WHAT IS NEEDED: Scale the records from the line containing "[indicate] the white" to the line containing "(1036, 788)", both included. Rewrite those lines with their requests, multiplying every coordinate in the answers by 0.6 and rounding to whole numbers, with halves rounded up.

[Named-object pointing records]
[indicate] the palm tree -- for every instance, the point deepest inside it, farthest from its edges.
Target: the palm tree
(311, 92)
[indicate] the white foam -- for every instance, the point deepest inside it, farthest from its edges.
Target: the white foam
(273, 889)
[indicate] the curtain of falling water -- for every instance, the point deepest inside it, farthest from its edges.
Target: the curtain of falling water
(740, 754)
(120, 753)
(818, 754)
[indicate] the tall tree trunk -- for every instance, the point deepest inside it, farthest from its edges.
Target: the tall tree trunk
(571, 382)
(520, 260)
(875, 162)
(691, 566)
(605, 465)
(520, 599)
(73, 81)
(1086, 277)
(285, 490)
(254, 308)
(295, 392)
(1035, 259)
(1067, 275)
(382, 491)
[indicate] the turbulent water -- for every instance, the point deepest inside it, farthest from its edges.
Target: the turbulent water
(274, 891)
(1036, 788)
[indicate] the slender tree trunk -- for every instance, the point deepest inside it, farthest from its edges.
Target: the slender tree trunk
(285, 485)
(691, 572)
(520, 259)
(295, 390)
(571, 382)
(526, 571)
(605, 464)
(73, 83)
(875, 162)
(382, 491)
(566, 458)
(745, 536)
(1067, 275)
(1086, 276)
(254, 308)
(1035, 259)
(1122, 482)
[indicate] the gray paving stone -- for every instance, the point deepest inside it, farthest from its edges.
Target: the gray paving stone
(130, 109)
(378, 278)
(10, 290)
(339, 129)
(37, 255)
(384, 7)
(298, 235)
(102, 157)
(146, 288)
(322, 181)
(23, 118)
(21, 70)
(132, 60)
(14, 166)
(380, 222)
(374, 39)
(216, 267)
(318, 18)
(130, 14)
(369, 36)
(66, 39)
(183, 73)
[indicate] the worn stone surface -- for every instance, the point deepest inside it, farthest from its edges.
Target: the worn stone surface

EXERCISE SOLUTION:
[indicate] the white foam -- for every instance, the point deepest inside it, farthest from its edges.
Target: the white foam
(164, 533)
[indicate] the curtain of falling water -- for every instance, the point deepest inside it, farthest from its edges.
Target: the curtain of falling water
(444, 452)
(72, 452)
(491, 452)
[indicate] the tall tree trunk -- for every instance, the point deepest inside it, farthest from its edges.
Target: the tall tree trunk
(343, 229)
(312, 156)
(525, 97)
(415, 340)
(363, 279)
(312, 359)
(44, 49)
(652, 166)
(171, 294)
(152, 185)
(177, 235)
(621, 155)
(640, 165)
(229, 295)
[indicate] the turbulent water -- for every instance, the point deepest inside it, farthest from its edges.
Target: the turbulent water
(164, 535)
(622, 473)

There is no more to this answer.